* [What is expected]:
Pull out each line below that contains the word "shoreline", and copy it unchanged.

——————————

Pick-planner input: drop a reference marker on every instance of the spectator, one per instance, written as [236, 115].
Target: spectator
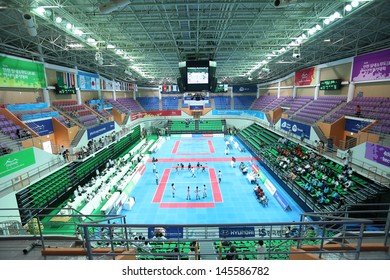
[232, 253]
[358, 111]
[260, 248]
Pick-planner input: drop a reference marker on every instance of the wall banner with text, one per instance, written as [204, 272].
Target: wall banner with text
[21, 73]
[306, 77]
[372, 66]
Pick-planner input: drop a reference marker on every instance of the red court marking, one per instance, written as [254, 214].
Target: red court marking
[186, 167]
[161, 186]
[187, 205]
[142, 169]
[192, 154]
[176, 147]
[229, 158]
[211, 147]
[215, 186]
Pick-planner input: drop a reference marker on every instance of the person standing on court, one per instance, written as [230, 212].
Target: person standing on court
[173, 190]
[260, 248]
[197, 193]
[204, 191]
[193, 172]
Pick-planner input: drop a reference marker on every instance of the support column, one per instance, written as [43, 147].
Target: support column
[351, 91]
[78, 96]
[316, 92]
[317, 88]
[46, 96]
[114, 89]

——————————

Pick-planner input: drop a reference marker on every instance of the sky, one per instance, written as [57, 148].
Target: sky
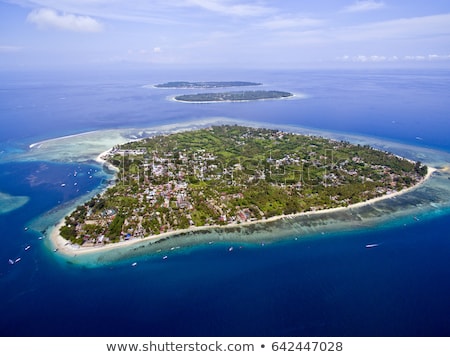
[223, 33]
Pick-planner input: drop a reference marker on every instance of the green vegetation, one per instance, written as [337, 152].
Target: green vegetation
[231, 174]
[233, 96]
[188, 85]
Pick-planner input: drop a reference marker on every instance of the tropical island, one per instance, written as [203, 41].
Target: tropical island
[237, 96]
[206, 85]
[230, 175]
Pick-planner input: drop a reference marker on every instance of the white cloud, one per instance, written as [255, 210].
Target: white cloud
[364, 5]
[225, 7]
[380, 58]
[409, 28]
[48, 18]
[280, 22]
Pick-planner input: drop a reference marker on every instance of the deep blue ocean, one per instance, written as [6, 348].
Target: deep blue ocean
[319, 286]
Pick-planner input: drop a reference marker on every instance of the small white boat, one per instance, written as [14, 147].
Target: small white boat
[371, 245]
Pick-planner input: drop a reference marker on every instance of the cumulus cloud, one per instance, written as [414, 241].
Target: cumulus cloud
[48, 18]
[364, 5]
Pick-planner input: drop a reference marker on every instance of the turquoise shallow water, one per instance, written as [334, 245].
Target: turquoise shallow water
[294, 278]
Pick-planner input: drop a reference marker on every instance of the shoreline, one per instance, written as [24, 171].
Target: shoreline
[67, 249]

——————————

* [Task output]:
Pick-planner input: drop a reference marker on every instance of the shoreline, one per instance, written as [24, 171].
Target: shoreline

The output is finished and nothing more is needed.